• TEXTE À LIRE:
§

Aujourd’hui nous commençons à pouvoir tomber le masque. Nous l’avons subi, nous avons cru à son devoir de protection, nous l’avons porté et parfois détesté. Un petit retour dans l’histoire et l’art permet de comprendre la charge émotionnelle liée au masque qui pourtant est presque universelle.
Roger Caillois, écrivait déjà en 1958 dans Les Jeux et les Hommes : « Il n’est pas d’outil, d’invention, de croyance, de coutume ou d’institution qui fasse l’unité de l’humanité, du moins qui la fasse au même degré que le port du masque ne l’accomplit et ne la manifeste. »
Cependant le masque n’est jamais neutre. Il incarne une nature duale. Il révèle nos peurs, nos croyances, nos émotions. Il cache notre nature, notre fragilité, nos angoisses.
Le masque lui-même est multiple. Il est funéraire ou de théâtre, il est intercession auprès des dieux ou révélateur de l’autorité, enfin il est prophylactique. Mais toujours le masque est lié à l’art : comme il présente un autre soi, il fait l’objet d’une confection soignée, artistique et les masques qui nous protègeaient du covid n’échappaient pas à ce mouvement créatif.

§

• DONNÉES SOURCES:
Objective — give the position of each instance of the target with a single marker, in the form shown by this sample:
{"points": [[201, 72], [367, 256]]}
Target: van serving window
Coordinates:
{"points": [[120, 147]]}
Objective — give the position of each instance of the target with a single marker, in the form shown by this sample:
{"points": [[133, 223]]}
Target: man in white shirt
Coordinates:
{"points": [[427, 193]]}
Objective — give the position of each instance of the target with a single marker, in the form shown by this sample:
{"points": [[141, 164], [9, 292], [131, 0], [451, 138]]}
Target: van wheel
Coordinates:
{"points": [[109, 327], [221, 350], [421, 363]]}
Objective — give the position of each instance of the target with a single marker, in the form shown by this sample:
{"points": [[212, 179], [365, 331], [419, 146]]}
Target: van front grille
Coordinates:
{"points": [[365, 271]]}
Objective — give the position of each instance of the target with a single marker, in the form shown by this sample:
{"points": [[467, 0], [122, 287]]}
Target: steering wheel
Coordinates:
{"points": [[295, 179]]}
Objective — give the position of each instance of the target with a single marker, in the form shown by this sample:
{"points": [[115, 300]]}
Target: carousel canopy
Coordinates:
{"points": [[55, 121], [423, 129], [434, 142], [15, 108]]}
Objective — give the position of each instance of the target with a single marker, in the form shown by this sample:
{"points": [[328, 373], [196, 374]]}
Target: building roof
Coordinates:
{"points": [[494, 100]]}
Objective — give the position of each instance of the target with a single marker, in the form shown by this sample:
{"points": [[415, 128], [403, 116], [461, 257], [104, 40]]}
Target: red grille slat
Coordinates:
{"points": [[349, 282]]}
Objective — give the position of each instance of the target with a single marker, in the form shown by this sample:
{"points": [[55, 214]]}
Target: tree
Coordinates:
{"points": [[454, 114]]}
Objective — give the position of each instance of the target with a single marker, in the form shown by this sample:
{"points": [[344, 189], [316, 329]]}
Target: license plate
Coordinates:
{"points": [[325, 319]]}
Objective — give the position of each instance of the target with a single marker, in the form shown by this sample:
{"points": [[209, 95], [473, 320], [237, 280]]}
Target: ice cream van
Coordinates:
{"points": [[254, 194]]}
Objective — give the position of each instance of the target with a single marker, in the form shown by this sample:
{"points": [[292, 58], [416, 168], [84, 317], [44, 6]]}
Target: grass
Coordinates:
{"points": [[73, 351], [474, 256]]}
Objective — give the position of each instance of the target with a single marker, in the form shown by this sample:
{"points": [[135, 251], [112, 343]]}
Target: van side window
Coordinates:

§

• TRAVAIL DEMANDÉ:
a - Répondez à ces questions sur le texte consacré au masque :
(i) En quelle année Roger Caillois écrivait-il dans Les Jeux et les Hommes ?
(ii) Que révèle le masque, d'après le texte ?
(iii) À quoi le masque est-il toujours lié ?
b - Recopiez, s'il vous plaît, le passage du texte sur le masque situé entre « Le masque lui-même » et « ce mouvement créatif. », bornes incluses.
c - Poursuivez le texte sur le masque au-delà de sa dernière phrase.
Les enregistrements forment un matériau distinct du texte.

• RÉPONSES AUX ACTIVITÉS:
a -
(i) En 1958.
(ii) Nos peurs, nos croyances, nos émotions.
(iii) À l'art.

b -
Le masque lui-même est multiple. Il est funéraire ou de théâtre, il est intercession auprès des dieux ou révélateur de l’autorité, enfin il est prophylactique. Mais toujours le masque est lié à l’art : comme il présente un autre soi, il fait l’objet d’une confection soignée, artistique et les masques qui nous protègeaient du covid n’échappaient pas à ce mouvement créatif.

c -
Depuis la nuit des temps, les masques funéraires ont le pouvoir de garantir la vie
Dans les anciennes civilisations, le masque funéraire est une pratique commune. Egypte, Grèce, Afrique, Asie, Océanie, Amérique précolombienne… Toutes ont le même usage du masque comme protecteur de l’image de la vie. Les matériaux peuvent être différents du plus précieux en or au plus simple en plâtre ou carton peint. Mais tous sont façonnés et décorés avec un soin extrême. Leur création et leur ornement peuvent même faire l’objet de recommandations particulières dans le Livre des morts.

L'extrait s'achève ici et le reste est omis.